--- START OF DATA TO PROCESS ---

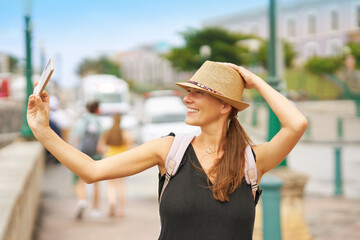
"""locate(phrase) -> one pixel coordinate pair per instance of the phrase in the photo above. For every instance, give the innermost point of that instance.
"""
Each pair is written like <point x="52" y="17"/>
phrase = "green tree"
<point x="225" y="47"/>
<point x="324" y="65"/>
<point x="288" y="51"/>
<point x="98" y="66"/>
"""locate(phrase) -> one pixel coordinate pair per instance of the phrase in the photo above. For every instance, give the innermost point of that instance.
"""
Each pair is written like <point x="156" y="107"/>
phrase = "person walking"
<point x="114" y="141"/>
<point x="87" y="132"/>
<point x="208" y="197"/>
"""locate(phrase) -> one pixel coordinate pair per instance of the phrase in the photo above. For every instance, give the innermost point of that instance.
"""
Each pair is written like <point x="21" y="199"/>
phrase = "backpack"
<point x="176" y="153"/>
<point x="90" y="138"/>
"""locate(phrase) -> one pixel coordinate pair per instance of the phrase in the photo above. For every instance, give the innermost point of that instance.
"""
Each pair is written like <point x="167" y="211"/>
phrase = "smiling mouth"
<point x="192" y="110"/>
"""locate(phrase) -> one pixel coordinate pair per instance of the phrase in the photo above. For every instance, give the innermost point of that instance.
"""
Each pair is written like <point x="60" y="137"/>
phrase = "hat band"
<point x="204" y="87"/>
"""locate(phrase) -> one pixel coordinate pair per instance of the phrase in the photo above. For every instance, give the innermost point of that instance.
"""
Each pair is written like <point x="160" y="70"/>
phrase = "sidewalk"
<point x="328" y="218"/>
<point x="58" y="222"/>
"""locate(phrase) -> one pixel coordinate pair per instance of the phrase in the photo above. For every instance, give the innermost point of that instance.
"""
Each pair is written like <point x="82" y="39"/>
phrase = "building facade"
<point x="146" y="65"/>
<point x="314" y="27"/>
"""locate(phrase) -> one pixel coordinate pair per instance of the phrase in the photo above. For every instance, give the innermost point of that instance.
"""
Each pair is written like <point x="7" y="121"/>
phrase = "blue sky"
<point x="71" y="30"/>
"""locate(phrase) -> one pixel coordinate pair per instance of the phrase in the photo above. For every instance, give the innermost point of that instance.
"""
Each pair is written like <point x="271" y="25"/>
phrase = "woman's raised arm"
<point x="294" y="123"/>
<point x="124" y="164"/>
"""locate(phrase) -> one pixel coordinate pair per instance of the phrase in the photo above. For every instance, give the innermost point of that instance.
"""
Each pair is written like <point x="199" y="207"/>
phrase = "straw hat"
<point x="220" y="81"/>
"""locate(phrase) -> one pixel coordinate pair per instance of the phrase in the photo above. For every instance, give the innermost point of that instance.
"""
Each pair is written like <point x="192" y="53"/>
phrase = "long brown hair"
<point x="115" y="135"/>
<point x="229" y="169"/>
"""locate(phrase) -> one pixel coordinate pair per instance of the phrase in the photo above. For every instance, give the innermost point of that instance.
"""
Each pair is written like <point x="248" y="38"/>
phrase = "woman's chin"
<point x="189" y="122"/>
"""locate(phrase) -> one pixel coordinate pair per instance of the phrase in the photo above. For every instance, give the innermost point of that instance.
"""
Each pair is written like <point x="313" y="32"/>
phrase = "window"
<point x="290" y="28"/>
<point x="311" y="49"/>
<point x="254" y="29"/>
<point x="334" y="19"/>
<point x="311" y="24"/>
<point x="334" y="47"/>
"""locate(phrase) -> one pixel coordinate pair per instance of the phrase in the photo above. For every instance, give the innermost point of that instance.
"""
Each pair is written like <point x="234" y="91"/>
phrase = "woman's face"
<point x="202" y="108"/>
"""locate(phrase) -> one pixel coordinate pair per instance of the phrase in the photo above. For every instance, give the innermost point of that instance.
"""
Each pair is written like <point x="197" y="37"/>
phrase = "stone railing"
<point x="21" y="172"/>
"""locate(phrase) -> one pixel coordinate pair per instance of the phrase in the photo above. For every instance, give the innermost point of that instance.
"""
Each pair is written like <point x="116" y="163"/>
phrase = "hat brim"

--- END OF DATA TO PROCESS ---

From the material above, keep only the lines that contain the string "woman" and copy each in full. Matching is case-sensitive.

phrase = "woman's raised arm"
phrase = "woman's chin"
phrase = "woman's face"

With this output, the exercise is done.